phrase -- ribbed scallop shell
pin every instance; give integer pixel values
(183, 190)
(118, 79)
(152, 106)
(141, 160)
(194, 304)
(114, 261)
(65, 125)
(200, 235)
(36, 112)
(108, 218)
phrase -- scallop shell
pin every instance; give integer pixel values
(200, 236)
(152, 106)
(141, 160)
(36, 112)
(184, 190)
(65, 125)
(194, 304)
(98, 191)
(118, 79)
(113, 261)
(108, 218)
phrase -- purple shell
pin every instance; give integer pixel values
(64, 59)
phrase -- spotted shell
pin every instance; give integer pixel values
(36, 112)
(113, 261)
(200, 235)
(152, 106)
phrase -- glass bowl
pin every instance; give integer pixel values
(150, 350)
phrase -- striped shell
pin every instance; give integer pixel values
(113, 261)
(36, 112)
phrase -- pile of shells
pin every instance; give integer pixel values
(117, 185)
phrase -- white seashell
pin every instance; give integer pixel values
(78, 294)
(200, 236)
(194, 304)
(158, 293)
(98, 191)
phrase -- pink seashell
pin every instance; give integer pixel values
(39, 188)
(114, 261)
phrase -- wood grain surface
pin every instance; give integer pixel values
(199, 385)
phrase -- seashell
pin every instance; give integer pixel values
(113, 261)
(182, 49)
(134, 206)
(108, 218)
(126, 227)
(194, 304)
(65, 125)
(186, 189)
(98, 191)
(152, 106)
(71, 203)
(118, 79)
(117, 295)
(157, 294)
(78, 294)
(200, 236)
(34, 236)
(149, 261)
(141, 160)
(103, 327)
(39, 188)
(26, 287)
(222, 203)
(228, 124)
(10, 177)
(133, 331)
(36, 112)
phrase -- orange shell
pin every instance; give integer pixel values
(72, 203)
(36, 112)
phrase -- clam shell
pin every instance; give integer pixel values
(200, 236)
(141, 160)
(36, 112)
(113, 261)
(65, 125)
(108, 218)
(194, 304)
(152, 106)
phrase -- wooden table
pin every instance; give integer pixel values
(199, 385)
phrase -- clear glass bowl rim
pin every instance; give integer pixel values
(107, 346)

_____

Extract all the material, leaving every line as it is.

ANSWER TO THE TASK —
phrase -- ribbed scallop shell
pin every instance; give integer pixel values
(183, 190)
(118, 79)
(152, 106)
(141, 160)
(194, 304)
(114, 261)
(65, 125)
(200, 235)
(36, 112)
(108, 218)
phrase -- scallop shell
pin every instance; give integer pixel values
(200, 236)
(152, 106)
(141, 160)
(36, 112)
(184, 190)
(65, 125)
(194, 304)
(98, 191)
(118, 79)
(113, 261)
(108, 218)
phrase -- purple shell
pin every instance; give integer pixel values
(64, 59)
phrase -- spotted shell
pin every instance; give integer pixel values
(36, 112)
(113, 261)
(200, 235)
(152, 106)
phrase -- glass bowl
pin every instance; give integer pixel values
(150, 350)
phrase -- striped shell
pin every instance; give integer pixel values
(113, 261)
(36, 112)
phrase -- pile of shells
pin every instance; give integer pixel values
(117, 185)
phrase -- white seashell
pin every instance; give integer pixel values
(78, 294)
(200, 236)
(194, 304)
(158, 293)
(98, 191)
phrase -- pink seashell
pin every instance; give integer pixel values
(39, 188)
(114, 261)
phrase -- wood grain surface
pin every instance; give integer pixel values
(199, 385)
phrase -- seashell
pin every instance; give integer pixel values
(113, 261)
(182, 49)
(134, 206)
(108, 218)
(126, 227)
(194, 304)
(65, 125)
(186, 189)
(98, 191)
(152, 106)
(71, 203)
(118, 79)
(117, 295)
(157, 294)
(78, 294)
(200, 236)
(34, 236)
(149, 261)
(141, 160)
(103, 327)
(39, 188)
(26, 287)
(222, 203)
(228, 124)
(10, 177)
(133, 331)
(36, 112)
phrase -- orange shell
pin every instance; give integer pixel values
(72, 203)
(36, 112)
phrase -- clam shell
pin every instance; give integer pixel values
(200, 236)
(141, 160)
(36, 112)
(113, 261)
(65, 125)
(108, 218)
(194, 304)
(152, 106)
phrase -- wooden table
pin every instance; give integer pixel values
(199, 385)
phrase -- clear glass bowl rim
pin every instance; give integer pixel values
(107, 346)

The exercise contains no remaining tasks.